-- Start of DATA EXTRACT --

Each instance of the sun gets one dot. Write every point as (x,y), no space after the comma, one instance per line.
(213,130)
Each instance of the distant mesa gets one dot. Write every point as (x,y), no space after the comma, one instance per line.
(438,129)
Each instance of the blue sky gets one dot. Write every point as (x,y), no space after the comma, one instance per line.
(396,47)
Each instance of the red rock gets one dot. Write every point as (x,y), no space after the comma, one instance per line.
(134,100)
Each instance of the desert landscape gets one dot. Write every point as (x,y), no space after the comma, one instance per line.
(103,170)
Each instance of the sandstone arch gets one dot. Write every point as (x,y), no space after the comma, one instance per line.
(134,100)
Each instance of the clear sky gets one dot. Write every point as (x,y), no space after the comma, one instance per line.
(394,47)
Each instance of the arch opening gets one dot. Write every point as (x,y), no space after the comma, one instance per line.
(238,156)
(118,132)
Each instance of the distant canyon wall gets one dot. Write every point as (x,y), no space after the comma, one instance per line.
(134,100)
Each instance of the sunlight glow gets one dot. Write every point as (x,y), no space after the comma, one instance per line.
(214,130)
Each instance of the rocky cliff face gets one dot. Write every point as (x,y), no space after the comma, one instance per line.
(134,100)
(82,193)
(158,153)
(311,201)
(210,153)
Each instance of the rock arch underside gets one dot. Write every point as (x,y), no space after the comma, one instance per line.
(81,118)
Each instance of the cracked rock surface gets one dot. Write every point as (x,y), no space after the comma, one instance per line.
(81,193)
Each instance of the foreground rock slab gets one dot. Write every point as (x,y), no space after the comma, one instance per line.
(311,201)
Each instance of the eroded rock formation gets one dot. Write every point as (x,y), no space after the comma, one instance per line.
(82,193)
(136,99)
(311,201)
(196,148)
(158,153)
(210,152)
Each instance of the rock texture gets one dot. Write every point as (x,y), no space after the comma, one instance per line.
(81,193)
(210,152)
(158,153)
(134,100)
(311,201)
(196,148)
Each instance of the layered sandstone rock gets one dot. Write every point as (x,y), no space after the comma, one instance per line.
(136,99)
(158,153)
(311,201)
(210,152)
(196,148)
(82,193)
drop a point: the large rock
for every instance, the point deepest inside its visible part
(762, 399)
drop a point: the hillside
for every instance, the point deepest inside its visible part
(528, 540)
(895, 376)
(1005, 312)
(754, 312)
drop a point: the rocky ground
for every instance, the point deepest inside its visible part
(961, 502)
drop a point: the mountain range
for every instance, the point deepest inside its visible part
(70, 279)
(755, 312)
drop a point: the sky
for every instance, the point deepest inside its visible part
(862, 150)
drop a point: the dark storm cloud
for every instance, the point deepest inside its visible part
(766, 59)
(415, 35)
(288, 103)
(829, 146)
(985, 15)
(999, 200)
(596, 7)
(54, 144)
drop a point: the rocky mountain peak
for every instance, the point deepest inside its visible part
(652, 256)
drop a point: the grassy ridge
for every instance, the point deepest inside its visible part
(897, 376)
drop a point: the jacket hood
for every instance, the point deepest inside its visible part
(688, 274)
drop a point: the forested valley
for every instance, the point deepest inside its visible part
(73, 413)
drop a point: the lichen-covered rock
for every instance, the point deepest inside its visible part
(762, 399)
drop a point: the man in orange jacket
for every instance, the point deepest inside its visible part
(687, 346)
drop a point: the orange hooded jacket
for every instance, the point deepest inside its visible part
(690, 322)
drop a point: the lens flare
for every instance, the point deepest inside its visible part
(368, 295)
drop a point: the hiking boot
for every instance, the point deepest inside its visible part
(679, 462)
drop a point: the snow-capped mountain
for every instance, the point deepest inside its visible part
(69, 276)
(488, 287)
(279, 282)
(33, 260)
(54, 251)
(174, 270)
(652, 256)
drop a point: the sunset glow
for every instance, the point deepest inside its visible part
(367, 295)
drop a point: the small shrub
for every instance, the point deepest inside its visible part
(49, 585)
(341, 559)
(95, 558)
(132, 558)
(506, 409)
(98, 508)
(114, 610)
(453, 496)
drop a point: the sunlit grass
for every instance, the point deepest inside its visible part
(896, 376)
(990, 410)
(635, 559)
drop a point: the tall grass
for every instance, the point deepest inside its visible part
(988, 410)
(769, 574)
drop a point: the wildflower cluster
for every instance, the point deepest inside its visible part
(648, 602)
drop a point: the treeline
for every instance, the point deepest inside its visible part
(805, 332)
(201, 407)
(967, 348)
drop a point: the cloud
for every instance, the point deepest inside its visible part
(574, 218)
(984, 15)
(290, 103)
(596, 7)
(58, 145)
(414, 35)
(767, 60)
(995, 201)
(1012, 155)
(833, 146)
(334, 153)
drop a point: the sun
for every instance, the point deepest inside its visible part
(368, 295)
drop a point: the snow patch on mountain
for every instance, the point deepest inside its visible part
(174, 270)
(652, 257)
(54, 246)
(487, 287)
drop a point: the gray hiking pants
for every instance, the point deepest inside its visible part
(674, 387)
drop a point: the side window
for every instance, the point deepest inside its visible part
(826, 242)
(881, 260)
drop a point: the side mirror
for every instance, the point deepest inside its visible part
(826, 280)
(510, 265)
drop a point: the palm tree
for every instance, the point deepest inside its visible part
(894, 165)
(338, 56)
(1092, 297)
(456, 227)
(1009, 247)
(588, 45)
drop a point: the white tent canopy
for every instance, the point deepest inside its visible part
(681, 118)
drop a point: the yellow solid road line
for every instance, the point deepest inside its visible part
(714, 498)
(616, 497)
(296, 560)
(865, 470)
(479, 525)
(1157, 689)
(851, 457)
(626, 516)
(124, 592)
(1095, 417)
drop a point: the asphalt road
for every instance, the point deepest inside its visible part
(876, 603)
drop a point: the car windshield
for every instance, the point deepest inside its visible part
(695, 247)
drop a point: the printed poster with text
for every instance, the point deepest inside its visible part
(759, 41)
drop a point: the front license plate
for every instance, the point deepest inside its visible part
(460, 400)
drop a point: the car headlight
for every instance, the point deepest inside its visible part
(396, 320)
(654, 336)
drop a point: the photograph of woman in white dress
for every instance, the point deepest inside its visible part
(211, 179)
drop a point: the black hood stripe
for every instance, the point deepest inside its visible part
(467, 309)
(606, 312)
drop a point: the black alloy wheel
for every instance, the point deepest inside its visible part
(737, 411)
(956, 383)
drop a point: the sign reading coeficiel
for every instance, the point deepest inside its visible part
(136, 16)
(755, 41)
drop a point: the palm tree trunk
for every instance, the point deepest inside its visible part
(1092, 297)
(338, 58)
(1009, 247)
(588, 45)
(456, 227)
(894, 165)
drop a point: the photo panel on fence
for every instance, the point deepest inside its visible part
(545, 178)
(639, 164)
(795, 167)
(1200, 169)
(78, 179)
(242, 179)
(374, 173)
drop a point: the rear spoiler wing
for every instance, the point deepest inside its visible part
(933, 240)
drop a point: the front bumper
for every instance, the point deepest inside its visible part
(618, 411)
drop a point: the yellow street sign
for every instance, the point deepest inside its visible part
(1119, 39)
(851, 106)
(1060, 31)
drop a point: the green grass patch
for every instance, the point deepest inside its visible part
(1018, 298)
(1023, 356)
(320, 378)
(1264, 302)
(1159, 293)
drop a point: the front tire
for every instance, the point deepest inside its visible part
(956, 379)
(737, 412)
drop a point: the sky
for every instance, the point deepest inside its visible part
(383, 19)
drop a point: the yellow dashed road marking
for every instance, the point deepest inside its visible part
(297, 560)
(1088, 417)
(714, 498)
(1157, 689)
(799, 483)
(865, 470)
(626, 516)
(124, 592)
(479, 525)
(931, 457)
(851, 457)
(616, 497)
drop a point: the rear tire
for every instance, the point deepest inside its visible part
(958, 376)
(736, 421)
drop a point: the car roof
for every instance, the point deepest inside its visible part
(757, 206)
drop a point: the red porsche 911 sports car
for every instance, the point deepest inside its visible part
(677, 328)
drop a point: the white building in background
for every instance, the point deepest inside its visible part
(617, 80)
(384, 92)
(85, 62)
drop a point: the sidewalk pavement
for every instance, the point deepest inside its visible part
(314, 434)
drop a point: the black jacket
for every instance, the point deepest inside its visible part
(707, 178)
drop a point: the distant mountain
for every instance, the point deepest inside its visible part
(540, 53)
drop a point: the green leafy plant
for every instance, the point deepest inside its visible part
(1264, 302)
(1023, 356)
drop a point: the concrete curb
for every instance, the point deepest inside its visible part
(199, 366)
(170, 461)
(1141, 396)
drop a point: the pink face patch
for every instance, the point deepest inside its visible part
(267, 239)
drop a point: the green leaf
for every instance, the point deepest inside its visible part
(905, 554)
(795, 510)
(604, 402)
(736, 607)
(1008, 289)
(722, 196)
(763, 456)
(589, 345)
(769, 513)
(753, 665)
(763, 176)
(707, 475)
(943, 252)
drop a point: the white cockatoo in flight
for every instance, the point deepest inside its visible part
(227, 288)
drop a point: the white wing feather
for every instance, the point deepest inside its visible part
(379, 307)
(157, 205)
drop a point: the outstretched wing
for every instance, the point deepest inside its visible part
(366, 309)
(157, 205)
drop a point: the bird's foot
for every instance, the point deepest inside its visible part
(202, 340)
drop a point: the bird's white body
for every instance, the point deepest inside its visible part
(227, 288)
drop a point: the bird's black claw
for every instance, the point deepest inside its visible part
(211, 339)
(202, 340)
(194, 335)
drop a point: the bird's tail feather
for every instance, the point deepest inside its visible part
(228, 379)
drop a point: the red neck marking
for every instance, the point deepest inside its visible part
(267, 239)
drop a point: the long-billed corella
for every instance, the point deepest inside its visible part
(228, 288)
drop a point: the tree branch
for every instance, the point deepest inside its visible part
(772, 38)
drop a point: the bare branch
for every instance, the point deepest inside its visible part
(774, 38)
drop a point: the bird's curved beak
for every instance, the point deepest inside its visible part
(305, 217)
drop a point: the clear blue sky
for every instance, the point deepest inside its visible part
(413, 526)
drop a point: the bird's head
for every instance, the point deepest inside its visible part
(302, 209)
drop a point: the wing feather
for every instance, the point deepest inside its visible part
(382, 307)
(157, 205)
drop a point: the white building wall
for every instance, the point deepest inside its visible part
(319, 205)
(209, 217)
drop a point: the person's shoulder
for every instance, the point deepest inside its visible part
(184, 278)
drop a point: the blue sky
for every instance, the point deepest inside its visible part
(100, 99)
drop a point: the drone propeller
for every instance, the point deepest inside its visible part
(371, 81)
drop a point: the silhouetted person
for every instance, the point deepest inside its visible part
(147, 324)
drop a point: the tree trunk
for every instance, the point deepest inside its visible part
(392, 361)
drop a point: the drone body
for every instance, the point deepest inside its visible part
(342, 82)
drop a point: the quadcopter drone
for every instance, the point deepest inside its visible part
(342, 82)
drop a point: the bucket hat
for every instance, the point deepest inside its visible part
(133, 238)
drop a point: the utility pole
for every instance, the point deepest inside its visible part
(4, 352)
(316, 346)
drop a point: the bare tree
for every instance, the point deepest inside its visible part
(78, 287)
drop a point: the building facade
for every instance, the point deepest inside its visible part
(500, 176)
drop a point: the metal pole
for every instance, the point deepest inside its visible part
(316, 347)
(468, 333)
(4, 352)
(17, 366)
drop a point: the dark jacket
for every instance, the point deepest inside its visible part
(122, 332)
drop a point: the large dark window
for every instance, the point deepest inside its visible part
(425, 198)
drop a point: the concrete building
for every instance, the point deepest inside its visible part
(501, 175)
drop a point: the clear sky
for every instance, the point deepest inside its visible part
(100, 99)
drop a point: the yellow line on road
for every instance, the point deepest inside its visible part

-- End of DATA EXTRACT --

Output the lines from the line containing "drop a point: the clear blue sky" to the end, both included; add nothing.

drop a point: the clear blue sky
for every instance, the point deepest inside its visible part
(413, 526)
drop a point: the bird's head
for every instance, the point deepest inside its visible part
(302, 209)
drop a point: the wing feather
for every instance, the point deepest inside its visible part
(382, 307)
(157, 205)
drop a point: the white building wall
for every instance, the point deepest inside its visible part
(319, 205)
(209, 217)
drop a point: the person's shoulder
for every instance, the point deepest inside its visible part
(184, 278)
drop a point: the blue sky
for every instance, the point deepest inside its visible part
(100, 99)
drop a point: the drone propeller
for every instance, the point deepest inside its visible part
(371, 81)
drop a point: the silhouetted person
for every instance, the point deepest inside its visible part
(147, 324)
drop a point: the tree trunk
for every instance, the point deepest inside its visible part
(392, 361)
drop a point: the drone body
for every instance, the point deepest inside its visible part
(342, 82)
drop a point: the quadcopter drone
for every instance, the point deepest inside its visible part
(342, 82)
drop a point: the bucket hat
for every instance, the point deepest inside its visible part
(133, 238)
drop a point: the utility pole
for every instance, the point deepest inside its visible part
(4, 352)
(316, 346)
drop a point: the bare tree
for every instance, the point deepest inside its visible part
(78, 287)
drop a point: the building facade
for every instance, the point deepest inside its visible part
(500, 176)
drop a point: the metal pole
for every instance, the point deepest inside its visible part
(316, 347)
(468, 333)
(4, 352)
(17, 366)
drop a point: the dark jacket
for every instance, the point deepest inside its visible part
(122, 332)
drop a point: the large dark window
for every instance, the point deepest inside its visible part
(425, 198)
drop a point: the concrete building
for every instance, the point deepest inside its visible part
(501, 175)
drop a point: the clear sky
for every instance, the point deepest inside its visible part
(100, 99)
drop a point: the yellow line on road
for every instance, the point deepest inside its visible part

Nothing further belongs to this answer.